> [Stored rows]:
[start]

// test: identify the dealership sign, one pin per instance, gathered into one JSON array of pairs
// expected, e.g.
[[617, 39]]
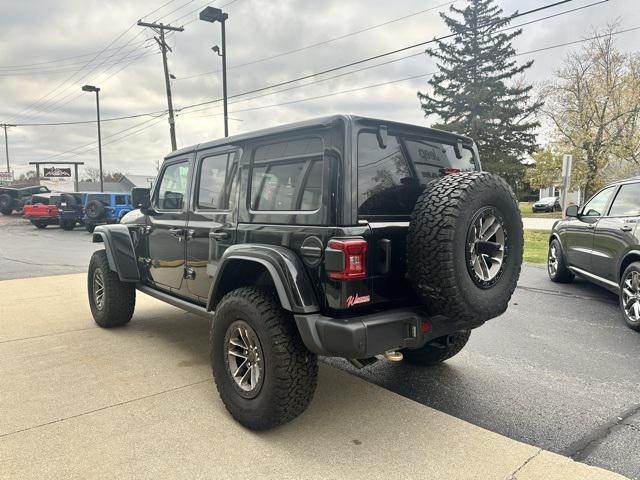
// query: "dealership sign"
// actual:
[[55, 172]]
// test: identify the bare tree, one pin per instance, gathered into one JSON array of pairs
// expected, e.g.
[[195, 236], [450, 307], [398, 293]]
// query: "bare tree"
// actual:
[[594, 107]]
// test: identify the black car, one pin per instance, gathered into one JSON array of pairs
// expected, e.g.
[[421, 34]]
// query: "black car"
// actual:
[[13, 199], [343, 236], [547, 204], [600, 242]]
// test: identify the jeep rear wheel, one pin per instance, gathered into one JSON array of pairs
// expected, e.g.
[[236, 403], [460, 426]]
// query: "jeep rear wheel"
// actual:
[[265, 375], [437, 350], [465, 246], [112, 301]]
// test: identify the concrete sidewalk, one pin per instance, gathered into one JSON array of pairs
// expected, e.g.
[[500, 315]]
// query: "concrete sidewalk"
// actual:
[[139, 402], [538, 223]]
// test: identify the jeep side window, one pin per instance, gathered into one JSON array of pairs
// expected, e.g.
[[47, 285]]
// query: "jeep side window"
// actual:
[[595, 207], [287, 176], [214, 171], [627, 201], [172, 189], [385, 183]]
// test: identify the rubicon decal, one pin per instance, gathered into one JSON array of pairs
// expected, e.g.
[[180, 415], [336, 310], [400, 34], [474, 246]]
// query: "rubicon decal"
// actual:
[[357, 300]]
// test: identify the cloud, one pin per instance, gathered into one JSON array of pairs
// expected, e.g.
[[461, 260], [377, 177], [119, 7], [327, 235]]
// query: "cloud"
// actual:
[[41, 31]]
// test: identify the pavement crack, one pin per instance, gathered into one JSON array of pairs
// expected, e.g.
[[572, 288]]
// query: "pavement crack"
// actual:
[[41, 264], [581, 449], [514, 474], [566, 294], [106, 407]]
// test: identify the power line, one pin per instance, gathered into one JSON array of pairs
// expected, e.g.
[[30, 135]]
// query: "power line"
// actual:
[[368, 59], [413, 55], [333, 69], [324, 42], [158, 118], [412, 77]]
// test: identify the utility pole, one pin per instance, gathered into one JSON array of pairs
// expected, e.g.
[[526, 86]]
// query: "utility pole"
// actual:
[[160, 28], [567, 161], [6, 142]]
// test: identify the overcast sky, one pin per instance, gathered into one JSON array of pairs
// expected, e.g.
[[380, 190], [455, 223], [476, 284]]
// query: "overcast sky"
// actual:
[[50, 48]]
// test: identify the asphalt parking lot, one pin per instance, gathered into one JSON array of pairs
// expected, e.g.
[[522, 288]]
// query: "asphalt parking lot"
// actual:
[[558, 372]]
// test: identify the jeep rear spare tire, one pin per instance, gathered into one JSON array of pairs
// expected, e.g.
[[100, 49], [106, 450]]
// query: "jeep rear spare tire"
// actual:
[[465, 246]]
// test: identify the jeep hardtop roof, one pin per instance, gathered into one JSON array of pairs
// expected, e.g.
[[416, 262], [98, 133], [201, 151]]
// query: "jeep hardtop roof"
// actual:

[end]

> [SHORT TASK]:
Rewrite the stretch from the line containing "spare tire, one" through the end of the rows, requests included, scaling every coordinate in the answers by 1.5 and rounding to whole numbers, with halves rounded up. Keep the requests and their sample coordinates unchanged.

> [EXERCISE RESULT]:
// test: identify the jeep rear spare tire, one pin per instance, gathered into one JSON array of pairs
// expected, e.g.
[[100, 49], [106, 450]]
// query: "jeep rear spare tire"
// actual:
[[698, 369]]
// test: identify the jeep hardtop roof, one pin per instance, gathered into one JSON array of pairs
// expected, e.g.
[[416, 262], [98, 133], [201, 151]]
// query: "jeep hardtop roof"
// actual:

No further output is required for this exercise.